__Data extracts__:
--------------------------------
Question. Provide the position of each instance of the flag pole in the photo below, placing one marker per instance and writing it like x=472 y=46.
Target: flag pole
--------------------------------
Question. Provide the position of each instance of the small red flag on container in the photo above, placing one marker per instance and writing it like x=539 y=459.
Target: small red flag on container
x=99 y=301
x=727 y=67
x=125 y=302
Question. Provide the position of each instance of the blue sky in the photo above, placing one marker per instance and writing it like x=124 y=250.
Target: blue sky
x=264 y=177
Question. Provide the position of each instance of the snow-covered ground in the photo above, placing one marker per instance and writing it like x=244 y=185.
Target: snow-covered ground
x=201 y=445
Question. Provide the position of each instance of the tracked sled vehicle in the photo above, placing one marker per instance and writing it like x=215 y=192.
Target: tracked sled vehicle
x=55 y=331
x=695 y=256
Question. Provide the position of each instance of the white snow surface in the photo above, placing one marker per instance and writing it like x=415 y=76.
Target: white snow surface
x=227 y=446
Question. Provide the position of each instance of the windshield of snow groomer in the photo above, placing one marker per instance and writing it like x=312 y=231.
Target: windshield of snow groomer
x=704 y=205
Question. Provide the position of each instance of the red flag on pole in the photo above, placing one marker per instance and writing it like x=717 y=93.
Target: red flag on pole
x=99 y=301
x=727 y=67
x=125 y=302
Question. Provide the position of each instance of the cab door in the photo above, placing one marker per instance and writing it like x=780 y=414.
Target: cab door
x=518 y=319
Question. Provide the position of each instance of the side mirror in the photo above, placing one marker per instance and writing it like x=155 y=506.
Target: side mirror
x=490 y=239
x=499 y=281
--------------------------------
__Problem details__:
Please reproduce the lines from the line with "Target: tracked sled vehicle" to the line with "Question. Provide the position of each instance of the red", both ends included, exactly as they appear above.

__Response to this exercise__:
Target: tracked sled vehicle
x=55 y=331
x=695 y=256
Question. Provide the position of each instance of the white snow surface in the photo above, placing one marker per instance and writing it like x=415 y=76.
Target: white snow surface
x=227 y=446
Question. Provide the position of each instance of the windshield of snow groomer in the photo above, placing one marker per instance and writing it like x=312 y=231.
Target: windshield of snow groomer
x=704 y=205
Question. Provide the position of each instance of the red flag on pole in the photo above, placing one marker per instance and writing it like x=717 y=93.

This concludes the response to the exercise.